--- Short problem ---
Rescale the lines below from the one holding "Challenge: I say the dryer door is" through the one holding "[396,85,500,186]", inclusive. Write those lines out again, requests included, multiplying every bounding-box coordinate in the answers by 2.5 and rounding to whole numbers, with halves rounded up.

# # # # #

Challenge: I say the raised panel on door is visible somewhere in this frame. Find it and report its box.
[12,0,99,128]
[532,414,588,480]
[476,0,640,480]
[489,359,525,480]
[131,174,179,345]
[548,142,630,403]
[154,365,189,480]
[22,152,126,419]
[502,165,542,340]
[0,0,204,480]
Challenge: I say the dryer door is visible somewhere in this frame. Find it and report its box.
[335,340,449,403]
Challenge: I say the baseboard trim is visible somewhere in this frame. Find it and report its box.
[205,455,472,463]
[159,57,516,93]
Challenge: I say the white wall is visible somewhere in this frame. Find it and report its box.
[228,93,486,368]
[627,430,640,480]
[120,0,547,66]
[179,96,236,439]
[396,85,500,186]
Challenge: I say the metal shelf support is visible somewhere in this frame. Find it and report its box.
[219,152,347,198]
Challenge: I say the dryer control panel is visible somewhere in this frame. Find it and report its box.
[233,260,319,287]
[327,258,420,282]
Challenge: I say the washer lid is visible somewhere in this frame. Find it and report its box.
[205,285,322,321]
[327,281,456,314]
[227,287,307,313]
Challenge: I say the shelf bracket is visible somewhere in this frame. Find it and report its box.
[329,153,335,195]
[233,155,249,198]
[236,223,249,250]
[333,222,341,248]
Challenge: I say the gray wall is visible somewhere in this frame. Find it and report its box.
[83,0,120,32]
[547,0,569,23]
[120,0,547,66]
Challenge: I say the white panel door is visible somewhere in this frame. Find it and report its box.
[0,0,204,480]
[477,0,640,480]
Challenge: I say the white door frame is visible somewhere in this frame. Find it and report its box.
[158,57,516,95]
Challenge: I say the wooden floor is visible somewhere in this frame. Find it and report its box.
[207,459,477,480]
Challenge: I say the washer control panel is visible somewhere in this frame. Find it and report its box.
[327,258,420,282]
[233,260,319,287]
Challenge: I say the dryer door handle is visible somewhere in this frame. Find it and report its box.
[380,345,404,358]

# # # # #

--- Solution for this exercise ---
Challenge: I say the dryer door is visible somewhere in this frame. Find it and report its box.
[838,850,1123,1008]
Challenge: I say the baseboard trim is visible somewhere in this frame. Find it and report its box.
[513,1138,1180,1158]
[398,143,1290,233]
Challenge: I say the white wall is visible somewhere in this frame. Find it and report its box.
[570,233,1215,920]
[1568,1075,1600,1200]
[300,0,1368,165]
[448,240,590,1098]
[990,213,1250,465]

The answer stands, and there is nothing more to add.